▶ GIVEN REQUEST
Present every one of the lines below as a Markdown table with the columns Row and Line, numbering the rows and skipping blank lines. Leave the pictures out.

▶ GIVEN RECORDS

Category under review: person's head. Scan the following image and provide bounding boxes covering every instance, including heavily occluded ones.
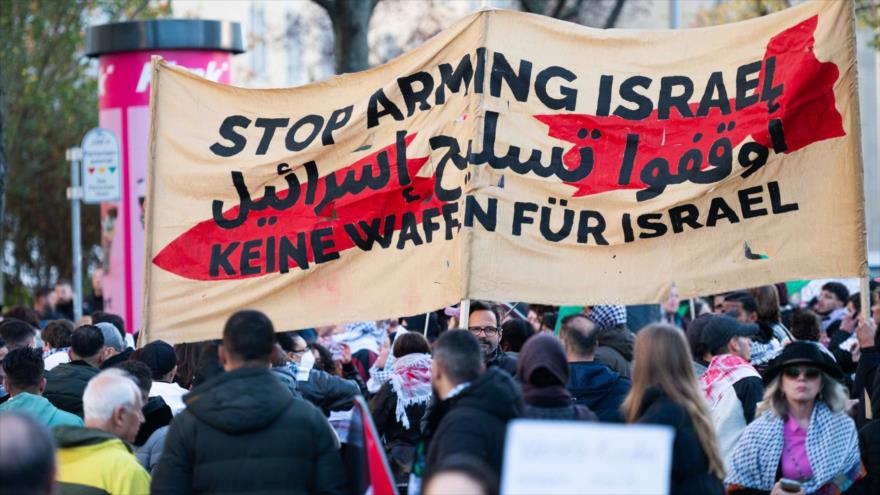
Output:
[83,368,144,443]
[40,320,73,351]
[431,330,485,399]
[762,342,847,417]
[791,308,821,342]
[516,334,569,401]
[700,315,758,361]
[559,313,599,362]
[813,282,849,315]
[0,318,37,350]
[94,321,125,359]
[468,301,502,358]
[724,292,758,323]
[70,325,105,368]
[423,454,498,495]
[132,340,177,383]
[3,347,46,396]
[391,332,431,358]
[112,359,153,403]
[91,311,125,342]
[55,280,73,304]
[747,285,780,325]
[0,411,55,495]
[500,318,535,352]
[622,324,724,479]
[219,310,275,371]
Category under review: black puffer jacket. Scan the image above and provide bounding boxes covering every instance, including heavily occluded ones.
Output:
[638,388,724,495]
[423,368,523,479]
[43,360,101,417]
[152,368,346,495]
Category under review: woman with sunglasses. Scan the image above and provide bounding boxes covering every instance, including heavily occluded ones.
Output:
[725,342,865,495]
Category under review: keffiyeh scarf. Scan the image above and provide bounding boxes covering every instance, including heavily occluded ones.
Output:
[724,401,866,495]
[389,354,432,429]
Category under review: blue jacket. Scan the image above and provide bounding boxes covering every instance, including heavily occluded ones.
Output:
[568,361,631,423]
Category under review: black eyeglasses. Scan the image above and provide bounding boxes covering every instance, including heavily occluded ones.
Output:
[785,366,822,380]
[468,326,501,336]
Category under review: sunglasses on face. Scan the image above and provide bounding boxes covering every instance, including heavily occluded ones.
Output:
[785,366,822,380]
[468,327,501,336]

▶ REPLY TO THE EXERCISE
| Row | Line |
|---|---|
| 1 | Category under review: person's head. Scan the following image and provide bounding boxes covering every instance, including heavily occluded ones. |
| 2 | Output: |
| 3 | [83,368,144,443] |
| 4 | [40,320,73,351] |
| 5 | [431,330,485,399] |
| 6 | [762,342,847,417] |
| 7 | [791,308,821,342] |
| 8 | [516,334,569,401] |
| 9 | [700,315,758,361] |
| 10 | [559,313,599,362] |
| 11 | [813,282,849,315] |
| 12 | [0,318,37,350] |
| 13 | [94,321,125,359] |
| 14 | [468,301,502,358] |
| 15 | [724,292,758,323] |
| 16 | [70,325,105,368] |
| 17 | [423,454,498,495] |
| 18 | [132,340,177,383] |
| 19 | [3,347,46,396] |
| 20 | [391,332,431,358] |
| 21 | [112,359,153,403] |
| 22 | [91,311,125,342] |
| 23 | [55,280,73,304] |
| 24 | [747,285,780,325] |
| 25 | [0,411,55,495] |
| 26 | [500,318,535,352] |
| 27 | [622,324,724,479] |
| 28 | [219,310,275,371] |
| 29 | Category under review: black puffer jacket. Scan the image above and provide bounding boxes covering every instance, including heavily occluded ones. |
| 30 | Output: |
| 31 | [638,388,724,495] |
| 32 | [423,368,523,479] |
| 33 | [43,360,101,417] |
| 34 | [152,368,346,495] |
| 35 | Category under review: woman with sunglasses. Scan the image above and provide bounding boxes covering every instance, including heavily occluded ones. |
| 36 | Output: |
| 37 | [725,342,865,495] |
| 38 | Category under review: keffiyeh scarf. Scan the image above and provide bounding boxes covering every instance, including heavily occluded ones. |
| 39 | Output: |
| 40 | [724,401,866,495] |
| 41 | [389,354,432,429] |
| 42 | Category under review: blue jacket. Scan the image above and provide bounding boxes covering every instance, including heavily occluded ones. |
| 43 | Output: |
| 44 | [568,361,631,423] |
| 45 | Category under review: black eyeglasses. Scan the image above and provide bounding boxes covering every instance, including heavily occluded ones. |
| 46 | Output: |
| 47 | [785,366,822,380] |
| 48 | [468,326,501,336] |
| 49 | Category under review: sunglasses on face. Scan the image above and provide bounding boxes covering every instance, including heavily occluded ones. |
| 50 | Output: |
| 51 | [785,366,822,380] |
| 52 | [468,327,501,336] |